<<<<
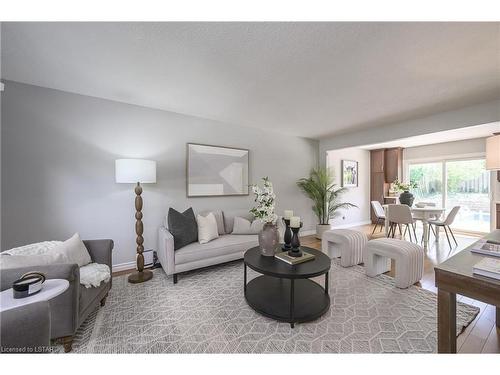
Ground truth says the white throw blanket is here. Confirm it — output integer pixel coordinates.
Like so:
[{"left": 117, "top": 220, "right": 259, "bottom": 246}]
[{"left": 80, "top": 263, "right": 111, "bottom": 288}]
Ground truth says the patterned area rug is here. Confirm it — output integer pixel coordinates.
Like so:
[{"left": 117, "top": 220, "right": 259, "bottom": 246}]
[{"left": 55, "top": 260, "right": 479, "bottom": 353}]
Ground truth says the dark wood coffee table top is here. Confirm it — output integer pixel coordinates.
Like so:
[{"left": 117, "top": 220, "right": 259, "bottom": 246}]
[{"left": 244, "top": 246, "right": 331, "bottom": 279}]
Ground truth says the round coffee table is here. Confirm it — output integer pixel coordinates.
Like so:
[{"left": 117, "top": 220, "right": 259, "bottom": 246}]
[{"left": 244, "top": 246, "right": 331, "bottom": 328}]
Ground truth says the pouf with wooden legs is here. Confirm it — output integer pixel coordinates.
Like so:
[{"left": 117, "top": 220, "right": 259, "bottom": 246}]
[
  {"left": 321, "top": 229, "right": 368, "bottom": 267},
  {"left": 364, "top": 238, "right": 424, "bottom": 288}
]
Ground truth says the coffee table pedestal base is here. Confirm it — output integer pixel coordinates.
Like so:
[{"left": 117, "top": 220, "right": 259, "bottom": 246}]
[{"left": 245, "top": 275, "right": 330, "bottom": 328}]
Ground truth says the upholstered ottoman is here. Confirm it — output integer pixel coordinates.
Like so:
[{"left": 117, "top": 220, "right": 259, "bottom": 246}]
[
  {"left": 321, "top": 229, "right": 368, "bottom": 267},
  {"left": 364, "top": 238, "right": 424, "bottom": 288}
]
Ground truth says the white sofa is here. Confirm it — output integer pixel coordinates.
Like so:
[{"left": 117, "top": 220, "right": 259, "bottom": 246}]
[{"left": 158, "top": 209, "right": 282, "bottom": 283}]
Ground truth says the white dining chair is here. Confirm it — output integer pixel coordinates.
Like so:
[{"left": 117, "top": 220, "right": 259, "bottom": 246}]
[
  {"left": 371, "top": 201, "right": 385, "bottom": 235},
  {"left": 387, "top": 204, "right": 418, "bottom": 242},
  {"left": 428, "top": 206, "right": 460, "bottom": 250}
]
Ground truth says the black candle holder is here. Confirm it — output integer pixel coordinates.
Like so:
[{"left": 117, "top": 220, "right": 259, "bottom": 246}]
[
  {"left": 282, "top": 218, "right": 292, "bottom": 251},
  {"left": 288, "top": 223, "right": 302, "bottom": 257}
]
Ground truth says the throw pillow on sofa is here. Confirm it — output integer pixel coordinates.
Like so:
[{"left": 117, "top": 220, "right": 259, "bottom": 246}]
[
  {"left": 232, "top": 216, "right": 264, "bottom": 234},
  {"left": 0, "top": 233, "right": 92, "bottom": 269},
  {"left": 196, "top": 212, "right": 219, "bottom": 244},
  {"left": 200, "top": 210, "right": 226, "bottom": 236},
  {"left": 49, "top": 233, "right": 92, "bottom": 267},
  {"left": 167, "top": 207, "right": 198, "bottom": 250}
]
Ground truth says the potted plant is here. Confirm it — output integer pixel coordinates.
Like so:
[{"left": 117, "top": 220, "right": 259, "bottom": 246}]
[
  {"left": 392, "top": 180, "right": 418, "bottom": 207},
  {"left": 297, "top": 168, "right": 357, "bottom": 239},
  {"left": 250, "top": 177, "right": 279, "bottom": 256}
]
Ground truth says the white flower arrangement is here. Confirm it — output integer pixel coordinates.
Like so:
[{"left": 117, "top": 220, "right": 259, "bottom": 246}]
[{"left": 250, "top": 177, "right": 278, "bottom": 224}]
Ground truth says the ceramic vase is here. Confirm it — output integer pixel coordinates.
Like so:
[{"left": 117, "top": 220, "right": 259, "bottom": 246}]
[{"left": 259, "top": 223, "right": 279, "bottom": 257}]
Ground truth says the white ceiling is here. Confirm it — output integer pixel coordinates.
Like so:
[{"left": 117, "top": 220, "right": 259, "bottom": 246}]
[
  {"left": 360, "top": 122, "right": 500, "bottom": 150},
  {"left": 2, "top": 22, "right": 500, "bottom": 138}
]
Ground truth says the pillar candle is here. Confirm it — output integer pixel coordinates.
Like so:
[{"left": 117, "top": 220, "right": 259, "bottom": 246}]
[{"left": 290, "top": 216, "right": 300, "bottom": 228}]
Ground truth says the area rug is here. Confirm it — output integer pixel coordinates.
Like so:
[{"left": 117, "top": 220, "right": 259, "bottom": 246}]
[{"left": 55, "top": 260, "right": 479, "bottom": 353}]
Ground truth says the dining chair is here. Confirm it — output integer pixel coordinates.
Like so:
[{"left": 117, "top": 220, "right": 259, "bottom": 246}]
[
  {"left": 387, "top": 204, "right": 418, "bottom": 242},
  {"left": 371, "top": 201, "right": 385, "bottom": 235},
  {"left": 428, "top": 206, "right": 460, "bottom": 250}
]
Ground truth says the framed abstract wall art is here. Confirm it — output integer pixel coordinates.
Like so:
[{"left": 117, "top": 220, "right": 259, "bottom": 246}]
[{"left": 186, "top": 143, "right": 249, "bottom": 197}]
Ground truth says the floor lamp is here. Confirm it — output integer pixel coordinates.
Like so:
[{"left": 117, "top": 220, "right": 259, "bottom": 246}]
[{"left": 115, "top": 159, "right": 156, "bottom": 284}]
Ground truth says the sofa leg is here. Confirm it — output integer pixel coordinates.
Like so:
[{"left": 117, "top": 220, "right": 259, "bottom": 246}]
[
  {"left": 101, "top": 293, "right": 108, "bottom": 307},
  {"left": 62, "top": 336, "right": 74, "bottom": 353}
]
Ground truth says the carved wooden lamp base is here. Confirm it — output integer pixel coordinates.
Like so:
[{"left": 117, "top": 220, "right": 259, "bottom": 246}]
[{"left": 128, "top": 183, "right": 153, "bottom": 284}]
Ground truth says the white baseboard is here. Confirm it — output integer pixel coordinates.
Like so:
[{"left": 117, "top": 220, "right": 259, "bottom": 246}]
[{"left": 112, "top": 261, "right": 135, "bottom": 272}]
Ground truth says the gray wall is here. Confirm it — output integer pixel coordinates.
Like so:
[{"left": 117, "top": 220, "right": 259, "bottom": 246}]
[
  {"left": 2, "top": 81, "right": 318, "bottom": 264},
  {"left": 327, "top": 147, "right": 370, "bottom": 228}
]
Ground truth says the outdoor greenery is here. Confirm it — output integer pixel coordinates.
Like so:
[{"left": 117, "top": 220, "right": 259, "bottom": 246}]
[
  {"left": 409, "top": 159, "right": 491, "bottom": 232},
  {"left": 297, "top": 168, "right": 357, "bottom": 224}
]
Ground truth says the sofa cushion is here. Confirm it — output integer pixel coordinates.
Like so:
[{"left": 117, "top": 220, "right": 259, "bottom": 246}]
[
  {"left": 2, "top": 241, "right": 62, "bottom": 255},
  {"left": 49, "top": 233, "right": 92, "bottom": 267},
  {"left": 199, "top": 210, "right": 226, "bottom": 235},
  {"left": 232, "top": 216, "right": 264, "bottom": 234},
  {"left": 175, "top": 234, "right": 258, "bottom": 264},
  {"left": 196, "top": 212, "right": 219, "bottom": 244},
  {"left": 223, "top": 208, "right": 254, "bottom": 234},
  {"left": 80, "top": 263, "right": 111, "bottom": 288},
  {"left": 168, "top": 207, "right": 198, "bottom": 250}
]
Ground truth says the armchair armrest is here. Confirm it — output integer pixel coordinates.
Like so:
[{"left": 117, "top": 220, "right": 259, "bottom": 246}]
[
  {"left": 83, "top": 240, "right": 114, "bottom": 270},
  {"left": 0, "top": 301, "right": 50, "bottom": 353},
  {"left": 158, "top": 227, "right": 175, "bottom": 276}
]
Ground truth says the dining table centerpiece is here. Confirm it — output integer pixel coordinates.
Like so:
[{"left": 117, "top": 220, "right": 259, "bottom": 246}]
[
  {"left": 392, "top": 180, "right": 418, "bottom": 207},
  {"left": 250, "top": 177, "right": 279, "bottom": 256}
]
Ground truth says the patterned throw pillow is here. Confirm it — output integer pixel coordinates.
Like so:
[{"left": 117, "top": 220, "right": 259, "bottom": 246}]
[
  {"left": 168, "top": 207, "right": 198, "bottom": 250},
  {"left": 196, "top": 212, "right": 219, "bottom": 244}
]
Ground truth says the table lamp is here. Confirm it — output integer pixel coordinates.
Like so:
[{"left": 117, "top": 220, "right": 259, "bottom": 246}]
[{"left": 115, "top": 159, "right": 156, "bottom": 284}]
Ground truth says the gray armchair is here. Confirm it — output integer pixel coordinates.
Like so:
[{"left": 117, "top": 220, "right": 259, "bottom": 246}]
[
  {"left": 0, "top": 240, "right": 114, "bottom": 352},
  {"left": 0, "top": 301, "right": 50, "bottom": 353}
]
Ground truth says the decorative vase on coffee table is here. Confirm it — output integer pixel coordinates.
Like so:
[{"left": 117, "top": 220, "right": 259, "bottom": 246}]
[
  {"left": 399, "top": 190, "right": 415, "bottom": 207},
  {"left": 259, "top": 223, "right": 279, "bottom": 257}
]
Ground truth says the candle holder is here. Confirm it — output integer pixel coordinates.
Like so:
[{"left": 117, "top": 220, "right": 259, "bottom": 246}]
[
  {"left": 282, "top": 218, "right": 292, "bottom": 251},
  {"left": 288, "top": 223, "right": 302, "bottom": 257}
]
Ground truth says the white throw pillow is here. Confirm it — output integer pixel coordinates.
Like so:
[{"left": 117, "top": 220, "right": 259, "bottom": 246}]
[
  {"left": 2, "top": 241, "right": 62, "bottom": 255},
  {"left": 50, "top": 233, "right": 92, "bottom": 267},
  {"left": 196, "top": 212, "right": 219, "bottom": 244},
  {"left": 232, "top": 216, "right": 264, "bottom": 234},
  {"left": 80, "top": 263, "right": 111, "bottom": 288},
  {"left": 0, "top": 254, "right": 66, "bottom": 270}
]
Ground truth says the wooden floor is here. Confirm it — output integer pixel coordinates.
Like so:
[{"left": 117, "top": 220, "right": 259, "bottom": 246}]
[{"left": 300, "top": 225, "right": 500, "bottom": 353}]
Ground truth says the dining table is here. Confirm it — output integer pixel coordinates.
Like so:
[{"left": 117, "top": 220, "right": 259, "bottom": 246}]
[{"left": 382, "top": 204, "right": 446, "bottom": 249}]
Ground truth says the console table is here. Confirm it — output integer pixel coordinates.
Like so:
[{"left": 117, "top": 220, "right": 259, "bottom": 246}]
[{"left": 434, "top": 229, "right": 500, "bottom": 353}]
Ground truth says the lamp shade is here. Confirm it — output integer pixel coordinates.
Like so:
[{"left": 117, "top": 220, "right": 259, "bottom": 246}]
[
  {"left": 115, "top": 159, "right": 156, "bottom": 184},
  {"left": 486, "top": 133, "right": 500, "bottom": 170}
]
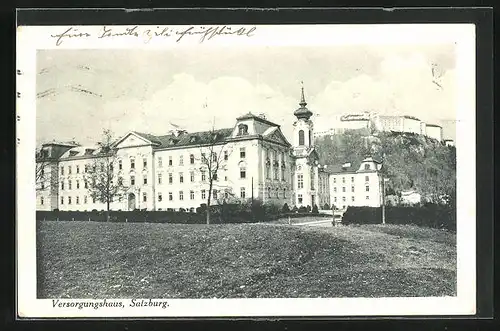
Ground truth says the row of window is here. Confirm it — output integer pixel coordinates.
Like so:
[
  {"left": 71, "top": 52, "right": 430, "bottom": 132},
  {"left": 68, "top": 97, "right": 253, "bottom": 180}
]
[
  {"left": 333, "top": 195, "right": 370, "bottom": 202},
  {"left": 56, "top": 195, "right": 96, "bottom": 205},
  {"left": 157, "top": 147, "right": 242, "bottom": 168},
  {"left": 333, "top": 185, "right": 370, "bottom": 193},
  {"left": 58, "top": 168, "right": 256, "bottom": 190},
  {"left": 333, "top": 175, "right": 370, "bottom": 184},
  {"left": 40, "top": 187, "right": 286, "bottom": 205},
  {"left": 61, "top": 147, "right": 246, "bottom": 175}
]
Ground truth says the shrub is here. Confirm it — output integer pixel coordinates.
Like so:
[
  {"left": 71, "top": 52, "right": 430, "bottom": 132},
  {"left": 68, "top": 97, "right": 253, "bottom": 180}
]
[{"left": 342, "top": 204, "right": 456, "bottom": 231}]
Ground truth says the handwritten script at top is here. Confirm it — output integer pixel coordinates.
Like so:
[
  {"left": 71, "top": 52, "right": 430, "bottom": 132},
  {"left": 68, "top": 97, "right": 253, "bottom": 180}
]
[{"left": 50, "top": 25, "right": 257, "bottom": 46}]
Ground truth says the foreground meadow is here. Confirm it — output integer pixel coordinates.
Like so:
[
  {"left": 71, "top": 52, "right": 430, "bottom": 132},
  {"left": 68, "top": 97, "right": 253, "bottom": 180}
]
[{"left": 37, "top": 221, "right": 456, "bottom": 298}]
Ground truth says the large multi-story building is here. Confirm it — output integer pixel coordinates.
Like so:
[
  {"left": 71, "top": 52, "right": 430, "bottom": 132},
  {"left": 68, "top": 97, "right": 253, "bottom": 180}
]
[
  {"left": 329, "top": 157, "right": 382, "bottom": 209},
  {"left": 36, "top": 89, "right": 330, "bottom": 210}
]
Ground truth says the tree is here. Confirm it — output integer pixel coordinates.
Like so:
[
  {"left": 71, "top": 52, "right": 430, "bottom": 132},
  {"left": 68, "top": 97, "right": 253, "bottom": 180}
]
[
  {"left": 200, "top": 128, "right": 231, "bottom": 224},
  {"left": 84, "top": 130, "right": 127, "bottom": 221},
  {"left": 35, "top": 148, "right": 58, "bottom": 192}
]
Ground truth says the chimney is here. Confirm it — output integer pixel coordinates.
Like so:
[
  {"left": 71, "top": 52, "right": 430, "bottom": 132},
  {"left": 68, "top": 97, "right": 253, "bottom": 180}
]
[{"left": 342, "top": 162, "right": 351, "bottom": 170}]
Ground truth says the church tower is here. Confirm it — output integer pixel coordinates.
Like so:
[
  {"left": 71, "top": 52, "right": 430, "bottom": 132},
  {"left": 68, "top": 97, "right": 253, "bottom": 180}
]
[
  {"left": 293, "top": 86, "right": 314, "bottom": 153},
  {"left": 293, "top": 86, "right": 318, "bottom": 208}
]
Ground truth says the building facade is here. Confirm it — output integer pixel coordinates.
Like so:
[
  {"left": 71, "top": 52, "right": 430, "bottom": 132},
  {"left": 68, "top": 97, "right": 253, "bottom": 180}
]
[
  {"left": 330, "top": 157, "right": 383, "bottom": 209},
  {"left": 36, "top": 89, "right": 330, "bottom": 211}
]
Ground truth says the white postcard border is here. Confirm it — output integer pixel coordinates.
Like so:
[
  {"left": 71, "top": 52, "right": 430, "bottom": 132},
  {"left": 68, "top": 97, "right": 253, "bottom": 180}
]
[{"left": 16, "top": 24, "right": 476, "bottom": 317}]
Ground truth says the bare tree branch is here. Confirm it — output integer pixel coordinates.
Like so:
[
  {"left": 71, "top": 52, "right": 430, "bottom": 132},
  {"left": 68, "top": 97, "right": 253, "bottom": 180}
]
[{"left": 84, "top": 130, "right": 127, "bottom": 220}]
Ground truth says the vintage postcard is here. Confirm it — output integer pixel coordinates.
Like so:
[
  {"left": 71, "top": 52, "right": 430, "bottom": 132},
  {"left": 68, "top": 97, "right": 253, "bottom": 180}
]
[{"left": 17, "top": 24, "right": 476, "bottom": 318}]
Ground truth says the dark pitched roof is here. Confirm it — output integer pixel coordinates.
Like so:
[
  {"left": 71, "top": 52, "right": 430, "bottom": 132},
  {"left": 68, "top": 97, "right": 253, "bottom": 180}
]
[
  {"left": 236, "top": 112, "right": 279, "bottom": 126},
  {"left": 148, "top": 128, "right": 233, "bottom": 149},
  {"left": 326, "top": 162, "right": 359, "bottom": 174},
  {"left": 132, "top": 131, "right": 161, "bottom": 144},
  {"left": 403, "top": 115, "right": 420, "bottom": 121}
]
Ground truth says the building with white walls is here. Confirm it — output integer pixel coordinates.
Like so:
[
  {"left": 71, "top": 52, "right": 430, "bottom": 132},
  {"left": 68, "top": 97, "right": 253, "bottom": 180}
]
[
  {"left": 36, "top": 89, "right": 330, "bottom": 211},
  {"left": 329, "top": 157, "right": 382, "bottom": 209}
]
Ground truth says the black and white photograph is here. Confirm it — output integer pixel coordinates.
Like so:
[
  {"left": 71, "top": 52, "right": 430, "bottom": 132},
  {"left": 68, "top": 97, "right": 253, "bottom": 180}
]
[{"left": 18, "top": 24, "right": 475, "bottom": 317}]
>>>>
### The request
Pick out every line in the records above that contains the word "wooden", and copy each of those lines in full.

### Complete answer
Ground truth says the pouf with wooden legs is here. Confirm it — output integer pixel coordinates.
Ground truth says the carved wooden lamp base is here. Confirm it — output integer pixel coordinates.
Ground truth says the wooden floor is here. Confirm it — output integer pixel coordinates.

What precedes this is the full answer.